Extracted data:
——————
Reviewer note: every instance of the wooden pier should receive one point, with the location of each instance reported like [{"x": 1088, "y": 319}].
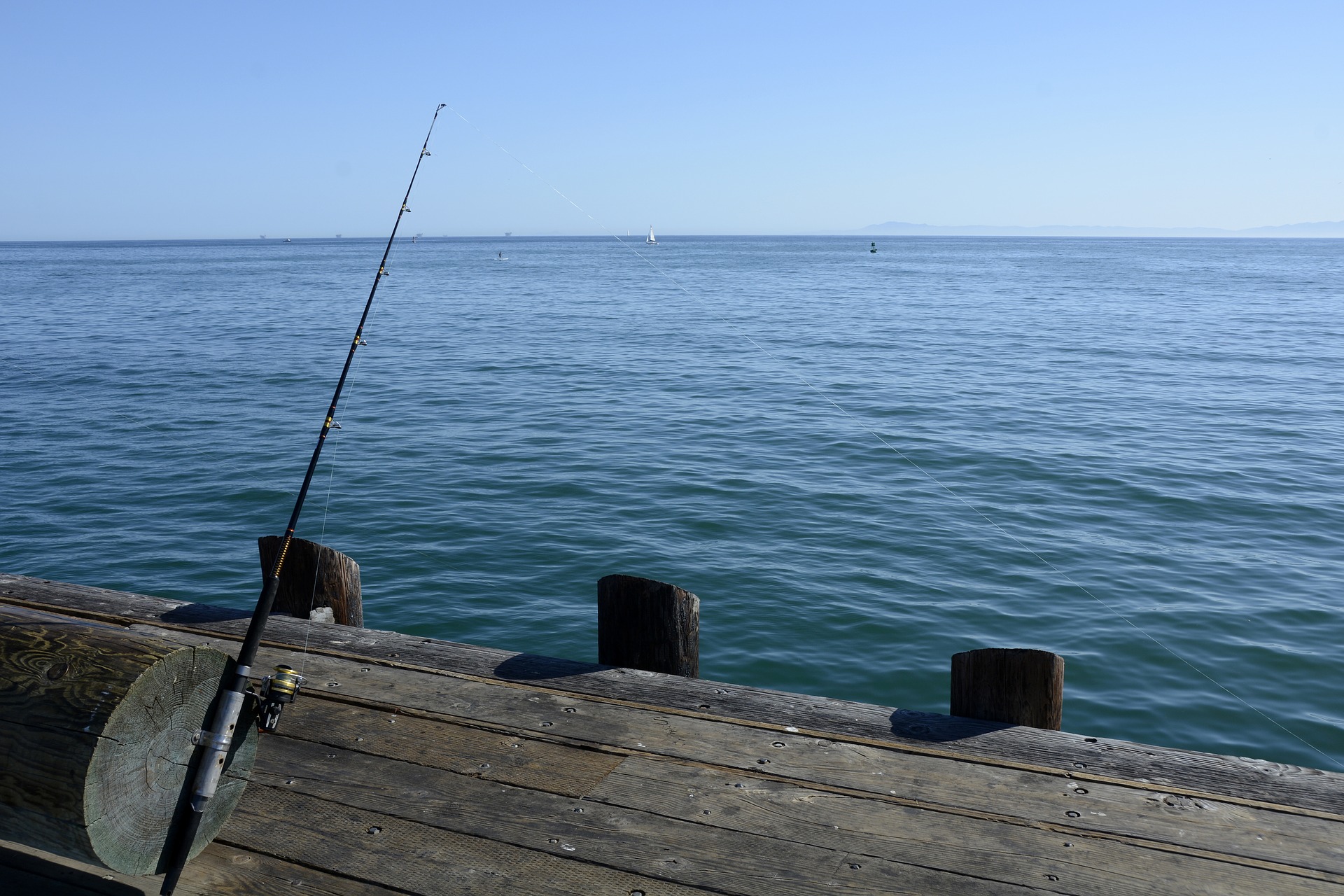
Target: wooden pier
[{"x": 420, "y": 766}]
——————
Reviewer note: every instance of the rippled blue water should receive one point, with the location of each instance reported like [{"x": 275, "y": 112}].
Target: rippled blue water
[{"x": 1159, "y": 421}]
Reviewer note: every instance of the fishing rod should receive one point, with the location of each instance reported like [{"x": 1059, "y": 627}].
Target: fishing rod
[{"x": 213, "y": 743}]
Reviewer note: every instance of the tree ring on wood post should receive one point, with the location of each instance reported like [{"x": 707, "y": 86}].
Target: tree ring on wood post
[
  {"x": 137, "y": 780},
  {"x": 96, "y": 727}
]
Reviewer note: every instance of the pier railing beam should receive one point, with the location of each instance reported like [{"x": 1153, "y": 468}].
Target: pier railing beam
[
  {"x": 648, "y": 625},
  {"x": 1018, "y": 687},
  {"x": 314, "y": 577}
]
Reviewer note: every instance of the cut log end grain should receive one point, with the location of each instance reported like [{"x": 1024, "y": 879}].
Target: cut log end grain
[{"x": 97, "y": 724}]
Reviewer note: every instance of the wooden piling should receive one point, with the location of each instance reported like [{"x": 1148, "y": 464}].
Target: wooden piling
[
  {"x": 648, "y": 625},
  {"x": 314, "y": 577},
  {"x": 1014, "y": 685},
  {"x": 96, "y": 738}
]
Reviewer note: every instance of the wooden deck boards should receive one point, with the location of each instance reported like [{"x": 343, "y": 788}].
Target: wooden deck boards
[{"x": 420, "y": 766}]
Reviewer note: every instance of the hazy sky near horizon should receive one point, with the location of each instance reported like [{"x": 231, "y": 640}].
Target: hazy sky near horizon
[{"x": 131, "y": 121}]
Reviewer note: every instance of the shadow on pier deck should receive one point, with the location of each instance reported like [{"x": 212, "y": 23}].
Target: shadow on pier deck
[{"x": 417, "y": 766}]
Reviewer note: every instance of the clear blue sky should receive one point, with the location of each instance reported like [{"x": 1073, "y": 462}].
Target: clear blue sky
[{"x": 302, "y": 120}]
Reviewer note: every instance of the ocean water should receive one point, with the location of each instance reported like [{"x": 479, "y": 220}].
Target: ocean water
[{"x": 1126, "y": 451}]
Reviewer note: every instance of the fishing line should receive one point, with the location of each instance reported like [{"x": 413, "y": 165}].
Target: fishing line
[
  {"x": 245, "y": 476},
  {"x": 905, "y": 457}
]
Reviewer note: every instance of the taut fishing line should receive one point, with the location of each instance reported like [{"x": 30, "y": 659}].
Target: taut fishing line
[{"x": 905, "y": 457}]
——————
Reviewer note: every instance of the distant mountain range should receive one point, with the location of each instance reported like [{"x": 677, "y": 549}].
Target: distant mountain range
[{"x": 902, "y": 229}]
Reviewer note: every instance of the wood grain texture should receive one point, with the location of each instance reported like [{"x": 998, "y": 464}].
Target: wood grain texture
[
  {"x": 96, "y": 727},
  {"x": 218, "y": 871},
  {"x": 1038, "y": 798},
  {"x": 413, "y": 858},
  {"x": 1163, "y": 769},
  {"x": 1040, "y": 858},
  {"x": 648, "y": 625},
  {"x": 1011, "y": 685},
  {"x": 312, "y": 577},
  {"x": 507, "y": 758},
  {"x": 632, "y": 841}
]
——————
Given task: Pull out each line in the items above that contains the string "range", and copy every such line in full.

Answer for the task:
Reviewer note: every instance of the distant mountain range should receive one point, with the location of each instance reported like [{"x": 677, "y": 549}].
Target: distant mountain range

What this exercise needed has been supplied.